> EXERCISE DATA:
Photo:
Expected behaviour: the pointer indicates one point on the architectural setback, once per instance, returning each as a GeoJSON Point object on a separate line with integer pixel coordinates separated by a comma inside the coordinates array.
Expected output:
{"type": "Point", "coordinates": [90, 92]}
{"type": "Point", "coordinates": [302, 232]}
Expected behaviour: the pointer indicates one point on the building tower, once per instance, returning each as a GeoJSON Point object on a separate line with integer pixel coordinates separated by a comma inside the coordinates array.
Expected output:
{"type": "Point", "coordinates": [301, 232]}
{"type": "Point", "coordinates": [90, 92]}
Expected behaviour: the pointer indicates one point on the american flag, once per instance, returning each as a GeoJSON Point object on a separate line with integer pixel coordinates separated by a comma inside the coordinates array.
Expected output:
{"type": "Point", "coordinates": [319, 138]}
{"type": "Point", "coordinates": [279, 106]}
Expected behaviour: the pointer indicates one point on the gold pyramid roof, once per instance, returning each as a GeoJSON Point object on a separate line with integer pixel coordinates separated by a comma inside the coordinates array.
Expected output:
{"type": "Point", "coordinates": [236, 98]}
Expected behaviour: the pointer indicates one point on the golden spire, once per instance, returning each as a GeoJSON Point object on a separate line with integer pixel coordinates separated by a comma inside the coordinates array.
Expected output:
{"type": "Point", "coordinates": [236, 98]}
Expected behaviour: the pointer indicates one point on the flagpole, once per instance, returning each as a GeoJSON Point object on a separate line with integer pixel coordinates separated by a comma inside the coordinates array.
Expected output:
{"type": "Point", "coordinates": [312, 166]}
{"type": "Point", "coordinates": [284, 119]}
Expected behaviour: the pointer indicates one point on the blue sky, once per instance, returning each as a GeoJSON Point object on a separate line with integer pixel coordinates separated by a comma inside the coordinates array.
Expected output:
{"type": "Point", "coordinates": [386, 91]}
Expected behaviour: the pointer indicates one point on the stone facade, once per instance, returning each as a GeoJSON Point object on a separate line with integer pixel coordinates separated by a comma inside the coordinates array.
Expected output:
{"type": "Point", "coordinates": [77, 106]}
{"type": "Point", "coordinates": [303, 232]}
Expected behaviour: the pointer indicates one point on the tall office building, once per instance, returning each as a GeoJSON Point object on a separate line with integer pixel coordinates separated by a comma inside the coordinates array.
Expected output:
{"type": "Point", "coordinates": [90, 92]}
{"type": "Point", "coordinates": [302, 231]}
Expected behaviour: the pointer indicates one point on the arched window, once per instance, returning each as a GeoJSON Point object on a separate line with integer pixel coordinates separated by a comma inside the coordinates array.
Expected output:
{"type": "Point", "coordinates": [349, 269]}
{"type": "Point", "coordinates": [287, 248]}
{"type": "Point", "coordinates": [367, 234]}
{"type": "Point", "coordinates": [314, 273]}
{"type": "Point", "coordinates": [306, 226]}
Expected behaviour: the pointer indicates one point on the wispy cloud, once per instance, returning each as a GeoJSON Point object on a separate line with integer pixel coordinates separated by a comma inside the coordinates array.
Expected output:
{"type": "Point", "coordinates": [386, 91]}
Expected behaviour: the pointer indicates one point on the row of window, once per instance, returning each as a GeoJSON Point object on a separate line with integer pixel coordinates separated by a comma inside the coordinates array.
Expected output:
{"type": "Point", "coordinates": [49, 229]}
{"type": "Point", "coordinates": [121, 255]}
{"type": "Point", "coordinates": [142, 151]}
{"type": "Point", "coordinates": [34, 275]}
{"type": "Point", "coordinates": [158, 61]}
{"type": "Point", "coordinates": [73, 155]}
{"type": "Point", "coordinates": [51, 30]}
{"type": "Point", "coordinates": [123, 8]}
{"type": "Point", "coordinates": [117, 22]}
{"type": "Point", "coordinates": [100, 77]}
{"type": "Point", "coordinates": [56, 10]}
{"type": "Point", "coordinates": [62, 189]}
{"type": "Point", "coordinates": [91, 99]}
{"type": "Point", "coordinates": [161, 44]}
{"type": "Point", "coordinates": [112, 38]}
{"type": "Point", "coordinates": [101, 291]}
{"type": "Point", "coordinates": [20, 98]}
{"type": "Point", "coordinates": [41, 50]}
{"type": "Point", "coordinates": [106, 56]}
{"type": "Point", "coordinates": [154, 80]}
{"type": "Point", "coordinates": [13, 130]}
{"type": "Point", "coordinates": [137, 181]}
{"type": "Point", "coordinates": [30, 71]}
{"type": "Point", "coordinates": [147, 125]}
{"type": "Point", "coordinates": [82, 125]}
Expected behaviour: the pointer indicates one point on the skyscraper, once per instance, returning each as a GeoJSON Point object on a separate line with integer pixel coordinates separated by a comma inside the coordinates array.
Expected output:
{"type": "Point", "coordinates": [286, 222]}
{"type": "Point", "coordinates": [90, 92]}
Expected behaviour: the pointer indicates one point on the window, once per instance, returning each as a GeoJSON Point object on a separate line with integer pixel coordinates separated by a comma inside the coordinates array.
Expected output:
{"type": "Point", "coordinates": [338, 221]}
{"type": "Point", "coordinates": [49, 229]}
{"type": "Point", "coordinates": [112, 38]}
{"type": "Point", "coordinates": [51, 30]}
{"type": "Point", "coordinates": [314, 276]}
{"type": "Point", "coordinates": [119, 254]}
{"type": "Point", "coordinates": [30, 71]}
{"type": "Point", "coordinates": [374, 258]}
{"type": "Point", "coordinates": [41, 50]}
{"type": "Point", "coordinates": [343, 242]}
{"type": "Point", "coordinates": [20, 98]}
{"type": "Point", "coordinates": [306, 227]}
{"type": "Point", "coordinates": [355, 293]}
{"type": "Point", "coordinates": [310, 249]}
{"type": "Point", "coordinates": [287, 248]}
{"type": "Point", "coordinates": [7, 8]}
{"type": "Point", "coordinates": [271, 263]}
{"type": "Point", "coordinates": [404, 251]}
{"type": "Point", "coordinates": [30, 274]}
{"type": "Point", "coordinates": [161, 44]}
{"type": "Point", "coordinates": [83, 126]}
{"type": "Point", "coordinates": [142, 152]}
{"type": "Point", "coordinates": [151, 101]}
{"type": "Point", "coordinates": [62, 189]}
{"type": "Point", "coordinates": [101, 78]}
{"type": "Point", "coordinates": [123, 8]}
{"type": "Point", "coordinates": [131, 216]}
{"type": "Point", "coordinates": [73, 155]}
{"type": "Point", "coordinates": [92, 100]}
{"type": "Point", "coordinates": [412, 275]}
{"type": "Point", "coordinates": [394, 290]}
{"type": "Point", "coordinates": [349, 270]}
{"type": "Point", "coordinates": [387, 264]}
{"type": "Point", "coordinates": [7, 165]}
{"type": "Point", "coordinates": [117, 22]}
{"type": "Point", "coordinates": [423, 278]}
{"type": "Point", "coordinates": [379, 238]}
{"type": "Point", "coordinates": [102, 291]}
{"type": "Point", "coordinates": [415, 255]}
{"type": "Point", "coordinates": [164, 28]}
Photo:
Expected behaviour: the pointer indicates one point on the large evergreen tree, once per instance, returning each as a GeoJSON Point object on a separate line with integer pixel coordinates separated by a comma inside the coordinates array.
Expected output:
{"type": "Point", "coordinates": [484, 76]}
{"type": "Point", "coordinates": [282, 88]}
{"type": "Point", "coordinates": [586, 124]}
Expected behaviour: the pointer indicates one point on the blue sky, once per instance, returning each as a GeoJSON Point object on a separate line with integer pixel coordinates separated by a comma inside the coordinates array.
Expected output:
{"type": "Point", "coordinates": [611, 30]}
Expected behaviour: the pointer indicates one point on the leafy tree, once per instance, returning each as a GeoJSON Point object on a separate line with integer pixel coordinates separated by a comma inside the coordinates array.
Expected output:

> TASK PROMPT: From the data above, return every line from the line that has "the flagpole, once" up to and including the line that has "on the arched", exactly.

> WORKED SOLUTION:
Expected behaviour: the pointer indicates one point on the flagpole, once per instance, returning each as a GeoJSON Point object on a separate line with integer pixel coordinates separated by a comma inside the coordinates array.
Expected output:
{"type": "Point", "coordinates": [312, 166]}
{"type": "Point", "coordinates": [284, 119]}
Expected behaviour: the pointer indicates one point on the blue sky, once per instance, returning each as a GeoJSON Point object on a separate line with integer pixel coordinates separated by a comma inside the coordinates array.
Expected output:
{"type": "Point", "coordinates": [386, 91]}
Expected behaviour: the pointer indicates one point on the stone facade, once per instance, returning each as a GeoJSON Point object on a separate line with integer pixel coordinates separated by a comma inside the coordinates array.
Expected output:
{"type": "Point", "coordinates": [77, 106]}
{"type": "Point", "coordinates": [303, 232]}
Expected behaviour: the pointer indicates one point on the tall office building, once per instance, returning each as a GeoJSON Point object on a separate line with integer pixel coordinates separated by a comma inside the coordinates array.
Expected output:
{"type": "Point", "coordinates": [90, 92]}
{"type": "Point", "coordinates": [302, 231]}
Expected behaviour: the pointer indicates one point on the arched window, once per instance, returning each as a GeoJSON Point object on a separate line with integer pixel coordinates separated by a comma inside the coordinates array.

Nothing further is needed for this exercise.